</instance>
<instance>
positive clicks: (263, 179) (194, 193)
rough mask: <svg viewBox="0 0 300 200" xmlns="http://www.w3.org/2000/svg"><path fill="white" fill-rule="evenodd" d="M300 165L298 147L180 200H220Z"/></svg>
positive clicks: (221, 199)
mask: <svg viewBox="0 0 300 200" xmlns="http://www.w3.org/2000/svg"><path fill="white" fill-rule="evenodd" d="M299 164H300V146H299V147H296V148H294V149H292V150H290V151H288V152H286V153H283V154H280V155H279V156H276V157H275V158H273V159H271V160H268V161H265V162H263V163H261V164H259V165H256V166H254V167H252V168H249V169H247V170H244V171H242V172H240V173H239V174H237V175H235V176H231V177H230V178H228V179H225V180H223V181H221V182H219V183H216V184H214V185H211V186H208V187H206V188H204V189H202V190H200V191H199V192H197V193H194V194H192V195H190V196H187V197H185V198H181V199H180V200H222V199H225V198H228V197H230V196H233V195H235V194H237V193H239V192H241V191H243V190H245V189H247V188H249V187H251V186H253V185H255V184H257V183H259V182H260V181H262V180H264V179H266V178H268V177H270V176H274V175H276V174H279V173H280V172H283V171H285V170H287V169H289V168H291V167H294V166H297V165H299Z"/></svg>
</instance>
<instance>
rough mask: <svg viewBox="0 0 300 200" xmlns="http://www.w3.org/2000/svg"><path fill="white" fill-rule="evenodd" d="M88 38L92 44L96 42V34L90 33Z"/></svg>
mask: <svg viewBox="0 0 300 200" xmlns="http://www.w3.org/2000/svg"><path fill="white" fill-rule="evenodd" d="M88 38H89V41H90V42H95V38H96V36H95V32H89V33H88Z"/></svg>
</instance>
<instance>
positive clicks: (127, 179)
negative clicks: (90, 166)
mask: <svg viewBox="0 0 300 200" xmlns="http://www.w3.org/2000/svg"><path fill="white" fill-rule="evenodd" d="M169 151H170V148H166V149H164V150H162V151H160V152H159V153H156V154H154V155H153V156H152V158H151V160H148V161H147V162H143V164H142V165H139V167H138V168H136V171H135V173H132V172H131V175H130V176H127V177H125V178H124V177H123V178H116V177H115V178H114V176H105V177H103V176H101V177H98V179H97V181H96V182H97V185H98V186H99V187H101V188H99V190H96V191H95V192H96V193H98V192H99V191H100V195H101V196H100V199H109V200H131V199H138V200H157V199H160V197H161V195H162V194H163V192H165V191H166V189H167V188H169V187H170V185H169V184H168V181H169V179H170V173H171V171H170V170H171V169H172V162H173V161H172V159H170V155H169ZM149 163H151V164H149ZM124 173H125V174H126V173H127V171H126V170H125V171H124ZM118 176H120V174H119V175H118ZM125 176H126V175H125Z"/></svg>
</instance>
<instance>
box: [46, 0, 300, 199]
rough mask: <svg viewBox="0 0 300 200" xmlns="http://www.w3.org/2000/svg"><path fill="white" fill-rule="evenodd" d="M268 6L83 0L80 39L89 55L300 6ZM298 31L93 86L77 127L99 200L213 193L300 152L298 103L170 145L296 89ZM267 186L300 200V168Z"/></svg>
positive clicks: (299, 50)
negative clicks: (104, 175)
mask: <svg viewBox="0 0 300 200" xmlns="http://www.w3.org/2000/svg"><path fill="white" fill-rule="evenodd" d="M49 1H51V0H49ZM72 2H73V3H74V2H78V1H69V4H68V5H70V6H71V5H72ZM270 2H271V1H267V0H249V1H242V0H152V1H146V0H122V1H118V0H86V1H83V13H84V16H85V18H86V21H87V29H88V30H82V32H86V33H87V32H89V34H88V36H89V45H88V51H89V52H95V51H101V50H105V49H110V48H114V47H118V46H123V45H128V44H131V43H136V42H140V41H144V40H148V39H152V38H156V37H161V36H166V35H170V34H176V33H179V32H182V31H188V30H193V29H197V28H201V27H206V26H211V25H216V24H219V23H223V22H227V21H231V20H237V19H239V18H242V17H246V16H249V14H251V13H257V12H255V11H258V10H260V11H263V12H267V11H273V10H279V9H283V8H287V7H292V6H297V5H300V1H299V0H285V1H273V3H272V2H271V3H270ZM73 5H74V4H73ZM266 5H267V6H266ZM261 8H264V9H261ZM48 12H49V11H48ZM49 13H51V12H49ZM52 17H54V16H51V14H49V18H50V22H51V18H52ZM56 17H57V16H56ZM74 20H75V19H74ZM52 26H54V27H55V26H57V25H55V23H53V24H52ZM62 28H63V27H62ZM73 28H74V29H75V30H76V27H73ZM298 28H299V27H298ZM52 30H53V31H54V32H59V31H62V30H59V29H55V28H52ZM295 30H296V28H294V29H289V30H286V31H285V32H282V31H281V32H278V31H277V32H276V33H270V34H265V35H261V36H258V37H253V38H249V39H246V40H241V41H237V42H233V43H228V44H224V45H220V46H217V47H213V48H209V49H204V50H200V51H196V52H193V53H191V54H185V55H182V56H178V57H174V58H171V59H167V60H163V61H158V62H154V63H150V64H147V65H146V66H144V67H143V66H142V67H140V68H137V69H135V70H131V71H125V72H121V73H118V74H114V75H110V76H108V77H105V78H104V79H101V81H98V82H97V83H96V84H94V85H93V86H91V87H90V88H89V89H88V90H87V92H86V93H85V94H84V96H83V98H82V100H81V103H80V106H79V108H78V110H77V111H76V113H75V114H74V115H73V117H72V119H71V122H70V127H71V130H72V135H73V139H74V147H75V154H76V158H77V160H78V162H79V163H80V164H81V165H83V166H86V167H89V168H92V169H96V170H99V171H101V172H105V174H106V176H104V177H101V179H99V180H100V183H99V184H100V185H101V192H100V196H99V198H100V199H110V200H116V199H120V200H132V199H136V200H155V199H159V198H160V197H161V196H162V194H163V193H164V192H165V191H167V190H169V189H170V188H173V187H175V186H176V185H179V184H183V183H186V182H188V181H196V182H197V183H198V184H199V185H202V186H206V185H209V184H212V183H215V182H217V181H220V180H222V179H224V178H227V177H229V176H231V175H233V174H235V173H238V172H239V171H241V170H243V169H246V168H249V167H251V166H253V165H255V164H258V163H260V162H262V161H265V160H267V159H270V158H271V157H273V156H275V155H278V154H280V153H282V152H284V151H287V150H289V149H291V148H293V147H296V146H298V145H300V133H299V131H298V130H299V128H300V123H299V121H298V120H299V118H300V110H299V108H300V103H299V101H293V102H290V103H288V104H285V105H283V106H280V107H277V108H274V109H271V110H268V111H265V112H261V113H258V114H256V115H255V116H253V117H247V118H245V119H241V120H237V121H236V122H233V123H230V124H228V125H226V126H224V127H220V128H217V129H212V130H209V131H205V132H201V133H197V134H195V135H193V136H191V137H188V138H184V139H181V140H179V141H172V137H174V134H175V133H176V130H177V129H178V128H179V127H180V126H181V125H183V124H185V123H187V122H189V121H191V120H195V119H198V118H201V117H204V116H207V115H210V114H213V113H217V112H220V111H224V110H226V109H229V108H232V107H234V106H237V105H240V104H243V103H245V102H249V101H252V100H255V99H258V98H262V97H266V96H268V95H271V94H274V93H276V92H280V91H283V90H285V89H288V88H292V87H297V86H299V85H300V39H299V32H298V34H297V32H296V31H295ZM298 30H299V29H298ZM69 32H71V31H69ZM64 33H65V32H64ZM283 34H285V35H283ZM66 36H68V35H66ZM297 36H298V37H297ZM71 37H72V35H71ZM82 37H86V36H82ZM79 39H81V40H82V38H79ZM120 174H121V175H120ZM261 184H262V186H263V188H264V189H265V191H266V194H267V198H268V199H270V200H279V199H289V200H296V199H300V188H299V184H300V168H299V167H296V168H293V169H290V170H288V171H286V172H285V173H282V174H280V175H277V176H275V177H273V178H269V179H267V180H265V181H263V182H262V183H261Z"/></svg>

════

■ **Work task**: Please set down again, word for word, only the lines from the start of the entries through the line with "positive clicks: (127, 179)", both ends included.

■ **Task output**:
</instance>
<instance>
positive clicks: (263, 179) (194, 193)
rough mask: <svg viewBox="0 0 300 200" xmlns="http://www.w3.org/2000/svg"><path fill="white" fill-rule="evenodd" d="M300 165L298 147L180 200H220Z"/></svg>
positive clicks: (221, 199)
mask: <svg viewBox="0 0 300 200" xmlns="http://www.w3.org/2000/svg"><path fill="white" fill-rule="evenodd" d="M299 164H300V146H299V147H296V148H294V149H292V150H290V151H288V152H286V153H283V154H280V155H279V156H276V157H275V158H273V159H271V160H268V161H265V162H263V163H261V164H259V165H256V166H254V167H252V168H249V169H247V170H244V171H242V172H240V173H239V174H237V175H235V176H231V177H230V178H228V179H225V180H223V181H221V182H219V183H216V184H214V185H211V186H208V187H206V188H204V189H202V190H200V191H199V192H197V193H194V194H192V195H190V196H187V197H185V198H181V199H180V200H222V199H225V198H228V197H230V196H233V195H235V194H237V193H239V192H241V191H243V190H245V189H247V188H249V187H251V186H253V185H255V184H257V183H259V182H260V181H262V180H264V179H266V178H268V177H270V176H274V175H276V174H279V173H280V172H283V171H285V170H287V169H289V168H291V167H294V166H297V165H299Z"/></svg>
</instance>
<instance>
rough mask: <svg viewBox="0 0 300 200" xmlns="http://www.w3.org/2000/svg"><path fill="white" fill-rule="evenodd" d="M88 38L92 44L96 42V34L90 33Z"/></svg>
mask: <svg viewBox="0 0 300 200" xmlns="http://www.w3.org/2000/svg"><path fill="white" fill-rule="evenodd" d="M88 38H89V41H90V42H95V38H96V36H95V32H89V33H88Z"/></svg>
</instance>
<instance>
positive clicks: (127, 179)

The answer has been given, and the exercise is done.